_EXERCISE DESCRIPTION_. Each record must be copied in full and unchanged; any image it holds is excluded.

_PROVIDED DATA_.
+ + + + + + +

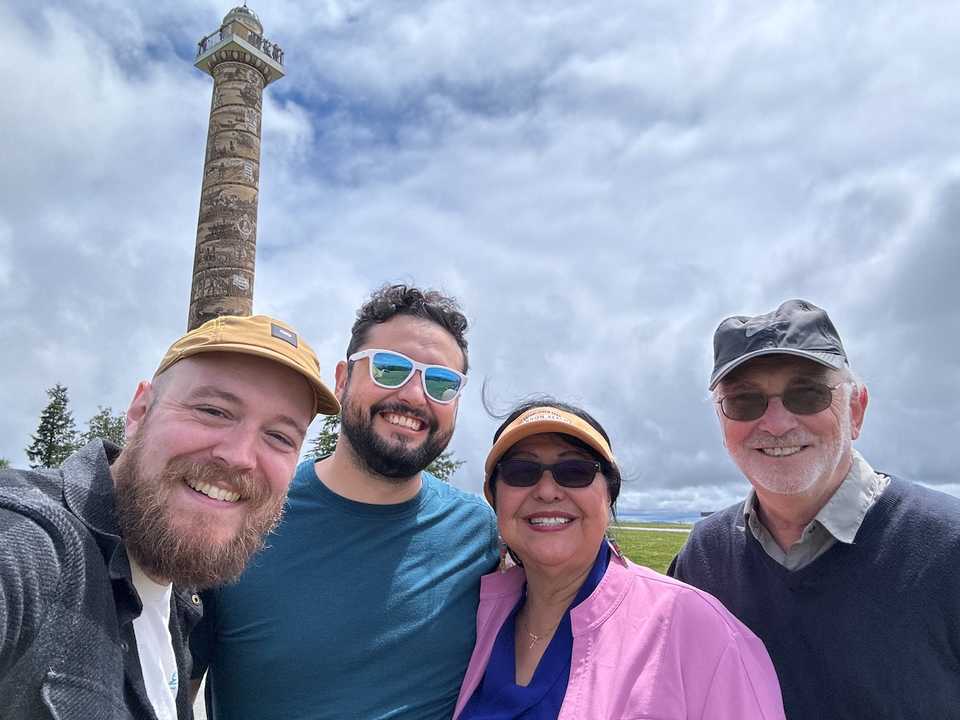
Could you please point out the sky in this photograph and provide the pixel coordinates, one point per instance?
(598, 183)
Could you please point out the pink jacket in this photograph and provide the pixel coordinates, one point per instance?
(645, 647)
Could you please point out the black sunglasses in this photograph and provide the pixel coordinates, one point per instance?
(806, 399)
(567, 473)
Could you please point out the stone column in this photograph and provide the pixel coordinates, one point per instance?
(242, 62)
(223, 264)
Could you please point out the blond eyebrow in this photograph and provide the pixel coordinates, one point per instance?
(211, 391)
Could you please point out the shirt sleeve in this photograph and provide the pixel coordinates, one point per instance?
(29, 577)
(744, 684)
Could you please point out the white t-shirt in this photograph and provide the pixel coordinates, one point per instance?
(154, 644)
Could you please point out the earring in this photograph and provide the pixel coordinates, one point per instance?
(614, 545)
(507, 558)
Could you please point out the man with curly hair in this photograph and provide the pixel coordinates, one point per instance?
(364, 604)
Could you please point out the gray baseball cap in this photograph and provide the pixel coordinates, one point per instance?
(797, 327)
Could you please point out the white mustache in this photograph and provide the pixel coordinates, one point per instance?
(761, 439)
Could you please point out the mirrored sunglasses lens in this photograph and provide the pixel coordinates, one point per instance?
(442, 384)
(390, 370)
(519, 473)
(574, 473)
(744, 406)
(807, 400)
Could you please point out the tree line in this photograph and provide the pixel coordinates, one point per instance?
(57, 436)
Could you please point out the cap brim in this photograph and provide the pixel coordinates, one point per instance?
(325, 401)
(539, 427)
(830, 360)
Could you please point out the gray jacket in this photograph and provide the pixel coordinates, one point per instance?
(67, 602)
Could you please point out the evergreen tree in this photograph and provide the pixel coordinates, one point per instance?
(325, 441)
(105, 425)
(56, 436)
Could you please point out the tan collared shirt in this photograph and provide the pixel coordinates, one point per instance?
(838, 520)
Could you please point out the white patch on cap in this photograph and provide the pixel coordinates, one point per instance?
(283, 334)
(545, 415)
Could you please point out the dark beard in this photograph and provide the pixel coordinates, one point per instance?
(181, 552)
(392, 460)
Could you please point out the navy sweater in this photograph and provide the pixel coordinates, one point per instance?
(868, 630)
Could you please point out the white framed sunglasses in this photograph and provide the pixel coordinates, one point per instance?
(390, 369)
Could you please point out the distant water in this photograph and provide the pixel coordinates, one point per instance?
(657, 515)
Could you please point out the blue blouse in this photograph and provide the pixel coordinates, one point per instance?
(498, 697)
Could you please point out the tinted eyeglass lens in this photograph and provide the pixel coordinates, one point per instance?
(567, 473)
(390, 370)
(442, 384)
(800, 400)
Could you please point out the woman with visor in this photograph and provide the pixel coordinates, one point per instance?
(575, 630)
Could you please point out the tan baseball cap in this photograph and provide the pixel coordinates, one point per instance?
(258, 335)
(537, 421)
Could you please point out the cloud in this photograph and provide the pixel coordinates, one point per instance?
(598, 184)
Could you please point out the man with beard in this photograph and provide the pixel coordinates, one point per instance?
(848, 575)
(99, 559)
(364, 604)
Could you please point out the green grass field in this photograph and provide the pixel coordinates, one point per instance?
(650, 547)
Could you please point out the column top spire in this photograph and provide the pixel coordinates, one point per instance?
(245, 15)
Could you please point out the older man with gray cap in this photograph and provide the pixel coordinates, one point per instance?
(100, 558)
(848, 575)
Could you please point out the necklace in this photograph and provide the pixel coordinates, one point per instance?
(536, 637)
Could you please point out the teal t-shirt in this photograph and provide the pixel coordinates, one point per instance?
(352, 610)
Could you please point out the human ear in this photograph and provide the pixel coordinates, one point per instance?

+ + + + + + +

_SOLUTION TO THE EXERCISE_.
Could you please point out the sky in this photograph and provide the pixel coordinates, one point per instance?
(598, 183)
Could you please point out the pink jacket in this photograph and provide the pixel coordinates, one point per instance?
(645, 647)
Could you please point out the black sunglasses in this photograph and provide the pixel coordinates, one point per instance?
(806, 399)
(567, 473)
Could you please point out the stone column in this photograph and provide the pixel coordinates, one point per instance?
(242, 62)
(223, 264)
Could you please point out the blond eyebrow in this photograph and provide the pixel coordinates, one point per instance?
(211, 391)
Could you please point out the shirt sleeve in this photograph and provide the pixel coordinates, one point per instance?
(29, 577)
(744, 684)
Could you please point out the white t-shirt in this photograph and provide the pixel coordinates, one point per instance?
(154, 644)
Could you please point out the earring in this photograph and provide the pixel coordinates, one point per instance?
(614, 545)
(507, 558)
Could you please point out the man with curly hair in this photograph and provide the pixel coordinates, one point per instance?
(364, 604)
Could you please point out the gray baseball cap in this photograph and provide the pixel coordinates, one point per instance?
(797, 327)
Could you please point out the white mustache in this photograph and provide the pixel coordinates, one point per instance?
(761, 439)
Could you please point out the mirrored sunglasses lens in this photograph and provide the pixel coordinates, one point per instance?
(442, 384)
(390, 370)
(519, 473)
(574, 473)
(744, 406)
(807, 400)
Could you please point out the tree line in this photograph and provide the pixel coordinates, one point per instance?
(57, 436)
Could you please point out the cap brim in this photograph and provide the pixel coordinates, one point per instance?
(325, 401)
(539, 427)
(830, 360)
Could you please point out the gray jacket in this photograph and provide the pixel coordinates, one point per instance?
(67, 602)
Could you please point out the evergreen tree in this photograph and provide the pixel coordinates, one point per instance?
(325, 441)
(105, 425)
(56, 436)
Could you please point out the tan collared shirt in this photograph and provide the pixel coordinates, one point per instance?
(838, 520)
Could you please point out the white patch on cap in this photograph and provide the pixel coordinates, one point per instance?
(283, 334)
(545, 415)
Could you please point out the dark beard in this photograph and provide the pixel coordinates, one point per instance?
(181, 552)
(392, 460)
Could you please point out the navy sweater in this photograph and provide the pixel coordinates, one point per instance?
(868, 630)
Could you please point out the white framed sunglasses in this photograph and provide the pixel coordinates, one point per instance?
(390, 369)
Could you please point out the distant water in this photograph and provide the pixel coordinates, one point per instance?
(657, 515)
Could you please point out the blue blouse in this photograph and provide the pixel coordinates, one point per instance?
(498, 697)
Could you please point out the tinted eyeglass lens in this photograph and provide the pixel coordinates, one point per instance?
(567, 473)
(390, 370)
(442, 384)
(800, 400)
Could you please point out the woman with visor in this photograph and provide the pixel coordinates, one point per instance?
(575, 630)
Could you please point out the tan baseball cap in this photograph and provide the pixel coordinates, one point per instance?
(258, 335)
(537, 421)
Could you please point out the cloud in this photograph and provide the pixel coordinates, one point per instance?
(598, 184)
Could you please point out the man with beard in this photograph and provide the pixel coordinates, one point per instance?
(848, 575)
(99, 559)
(364, 604)
Could you please point out the green grass field in this photograph and provide the pixel coordinates, one point per instance?
(650, 547)
Could you please point out the column top spire in this photograph and provide the pixel coordinates, one point per instance?
(245, 15)
Could you please point out the older man with gray cap in this photograph and provide the pixel coordinates, one point per instance?
(100, 558)
(848, 575)
Could you please point out the necklace in this photograph and provide the pixel coordinates, one point per instance?
(536, 637)
Could you please point out the teal t-shirt in this photograph and provide the pixel coordinates, one point per instance?
(352, 610)
Could you please point out the human ear in this photograph and provide the pixel coordinates, one point per instance?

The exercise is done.